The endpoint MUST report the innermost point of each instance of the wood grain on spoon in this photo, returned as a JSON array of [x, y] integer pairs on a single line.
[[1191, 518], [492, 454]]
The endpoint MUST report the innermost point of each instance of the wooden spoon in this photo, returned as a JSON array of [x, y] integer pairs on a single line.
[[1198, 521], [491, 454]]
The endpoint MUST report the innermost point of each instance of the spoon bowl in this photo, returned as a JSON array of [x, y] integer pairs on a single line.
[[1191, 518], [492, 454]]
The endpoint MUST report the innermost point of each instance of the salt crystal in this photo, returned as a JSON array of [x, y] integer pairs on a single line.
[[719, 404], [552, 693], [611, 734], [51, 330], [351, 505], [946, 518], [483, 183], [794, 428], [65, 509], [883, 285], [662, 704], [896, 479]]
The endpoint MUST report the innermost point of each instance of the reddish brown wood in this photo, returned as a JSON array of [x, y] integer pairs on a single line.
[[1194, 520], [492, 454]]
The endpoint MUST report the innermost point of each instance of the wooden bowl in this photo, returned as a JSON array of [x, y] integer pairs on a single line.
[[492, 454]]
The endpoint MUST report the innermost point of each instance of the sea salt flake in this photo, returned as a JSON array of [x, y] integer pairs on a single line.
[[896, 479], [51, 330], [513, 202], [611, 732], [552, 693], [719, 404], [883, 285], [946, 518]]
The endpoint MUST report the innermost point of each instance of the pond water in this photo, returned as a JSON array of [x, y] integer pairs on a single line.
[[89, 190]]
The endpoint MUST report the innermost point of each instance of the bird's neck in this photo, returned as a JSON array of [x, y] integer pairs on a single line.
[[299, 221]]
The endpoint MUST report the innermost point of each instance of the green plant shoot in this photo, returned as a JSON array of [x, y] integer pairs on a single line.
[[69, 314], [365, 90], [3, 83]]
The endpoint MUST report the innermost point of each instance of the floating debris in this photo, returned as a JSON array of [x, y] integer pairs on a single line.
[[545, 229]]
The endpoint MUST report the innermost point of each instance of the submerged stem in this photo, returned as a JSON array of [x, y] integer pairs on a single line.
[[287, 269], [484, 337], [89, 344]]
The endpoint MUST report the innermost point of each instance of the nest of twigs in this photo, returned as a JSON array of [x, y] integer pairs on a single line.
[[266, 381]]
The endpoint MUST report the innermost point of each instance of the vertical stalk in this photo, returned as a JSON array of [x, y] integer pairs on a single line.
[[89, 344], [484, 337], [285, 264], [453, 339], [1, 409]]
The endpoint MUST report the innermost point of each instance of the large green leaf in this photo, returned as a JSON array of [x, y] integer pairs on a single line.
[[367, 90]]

###

STATED EXERCISE » Reproduce all of the records above, substituting "central point" for "innermost point" at every occurrence and leaving everything else unchanged.

COMPLETED EXERCISE »
The endpoint MUST report the central point of each instance of the wood grain on spoon in this photo, returned as a JSON array of [x, y] integer pairs on a single line.
[[1191, 518], [492, 454]]
The endpoint MUST report the central point of each instance of the wooden spoon in this photo, returned as a JSON array of [x, y] integer pairs on a single line.
[[1198, 521], [491, 454]]
The endpoint MUST report the central point of each instance of the spoon bowl in this photo, returned as a JSON array of [x, y] integer pairs on a single line.
[[1191, 518], [492, 454]]
The endpoint MUST report the central point of each instance of the salt crystal in this photo, returned as a JSON array of [x, y] integer pairs on a single line.
[[719, 404], [552, 693], [611, 734], [51, 330], [351, 505], [946, 518], [483, 183], [794, 428], [65, 509], [883, 285], [662, 704], [896, 479]]
The endpoint MUST report the central point of each instance of the reddish brown wood in this photo, returned as a JSON array of [x, y] integer pairs on a single line.
[[1194, 520], [492, 454]]
The endpoint MUST report the central point of each instance of the wooden bowl in this photo, returned as a JSON array of [x, y] integer pairs on a single line.
[[492, 454]]
The endpoint MUST report the central point of each instance of the sea salt flake in this photo, returned as a JSON array of [x, y] integer pairs on a single line.
[[896, 479], [51, 330], [513, 202], [611, 732], [552, 693], [719, 404], [883, 285], [946, 518]]
The endpoint MUST report the central point of each instance of the pond water in this photo, returned as a JSON array of [x, y] integer pairs on a single line.
[[89, 190]]
The endpoint MUST report the central point of each instance of the bird's neck in this photo, returned as a JSON array of [x, y] integer pairs on a single line.
[[299, 221]]
The endpoint MUST report the central point of each instance of the green plant shoot in this photo, returned as a JSON array of [x, y] integer pairs on a single line.
[[69, 314], [365, 90], [3, 83]]
The endpoint MUST report the central point of each instance of the floating debris in this photo, returned as a JSON array of [x, y] integer pairs on a single line.
[[545, 229]]
The endpoint MUST report the central point of each instance of the submerged stem in this photo, returned as a JSON array of [x, y] integer pairs on a single line.
[[287, 269], [484, 337], [89, 344]]
The endpoint MUST report the central point of each instance of the nest of twigs in this photo, returned as a JSON array of [x, y] integer pairs on a single line.
[[266, 381]]
The endpoint MUST report the central point of each instance of the vertical stalk in this photo, returned as a JSON array of [x, y] integer pairs on a single line.
[[89, 344], [484, 337], [285, 264], [453, 339], [1, 409]]
The endpoint MUST report the central point of each instance of the large green leaf in this photo, returned as a JSON array of [x, y] integer pairs on a single line.
[[367, 90]]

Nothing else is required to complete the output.